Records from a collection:
* BEGIN *

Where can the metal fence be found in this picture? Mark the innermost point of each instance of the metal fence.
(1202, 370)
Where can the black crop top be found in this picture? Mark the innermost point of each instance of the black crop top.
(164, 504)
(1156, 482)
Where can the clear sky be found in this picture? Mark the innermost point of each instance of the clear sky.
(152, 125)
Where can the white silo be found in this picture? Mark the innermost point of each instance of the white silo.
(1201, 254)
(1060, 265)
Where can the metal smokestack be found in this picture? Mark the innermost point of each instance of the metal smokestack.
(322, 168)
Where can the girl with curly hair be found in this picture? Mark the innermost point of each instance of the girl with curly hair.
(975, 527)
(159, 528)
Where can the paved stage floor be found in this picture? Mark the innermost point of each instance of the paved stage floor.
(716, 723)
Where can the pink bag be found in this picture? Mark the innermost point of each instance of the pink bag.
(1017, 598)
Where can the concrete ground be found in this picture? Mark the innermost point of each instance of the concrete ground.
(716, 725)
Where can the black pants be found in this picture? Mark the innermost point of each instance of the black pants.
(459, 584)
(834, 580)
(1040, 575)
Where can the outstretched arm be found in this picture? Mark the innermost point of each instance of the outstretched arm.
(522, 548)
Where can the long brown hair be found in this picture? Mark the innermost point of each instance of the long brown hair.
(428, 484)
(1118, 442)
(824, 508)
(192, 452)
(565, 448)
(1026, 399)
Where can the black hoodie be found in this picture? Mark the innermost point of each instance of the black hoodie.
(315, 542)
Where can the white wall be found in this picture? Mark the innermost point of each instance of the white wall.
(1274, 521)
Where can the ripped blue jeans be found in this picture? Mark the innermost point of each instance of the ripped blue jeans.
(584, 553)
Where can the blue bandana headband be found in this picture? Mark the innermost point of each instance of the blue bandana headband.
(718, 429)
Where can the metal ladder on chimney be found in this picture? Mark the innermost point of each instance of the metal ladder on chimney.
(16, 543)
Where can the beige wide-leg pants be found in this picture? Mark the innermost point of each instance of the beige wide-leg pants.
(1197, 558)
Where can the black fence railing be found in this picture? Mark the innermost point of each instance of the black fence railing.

* END *

What is needed: Rewrite the listing from the line containing "Where can the ripped" through the end of the listing, keeping the requests. Multiply every coordinate in the answers by 1.65 and round each result to a whole number, rounding halves up.

The answer:
Where can the ripped blue jeans be found in this picture? Mark the innermost point of each instance of the ripped blue jeans.
(964, 912)
Where can the blue bandana headband be found in this picture? Mark the innermost point of each instance of the blue bandana headband.
(1185, 708)
Where can the metal ladder on chimney be found in this picture? Mark the innermost point of each instance of the metal ladder on chimney.
(26, 896)
Where can the beige wide-leg pants be found in this picture? Mark the innermost point of each instance of the beige wide-leg pants.
(1975, 921)
Where can the black fence railing be found in this picture? Mark the innermost point of each instance of the black fence railing.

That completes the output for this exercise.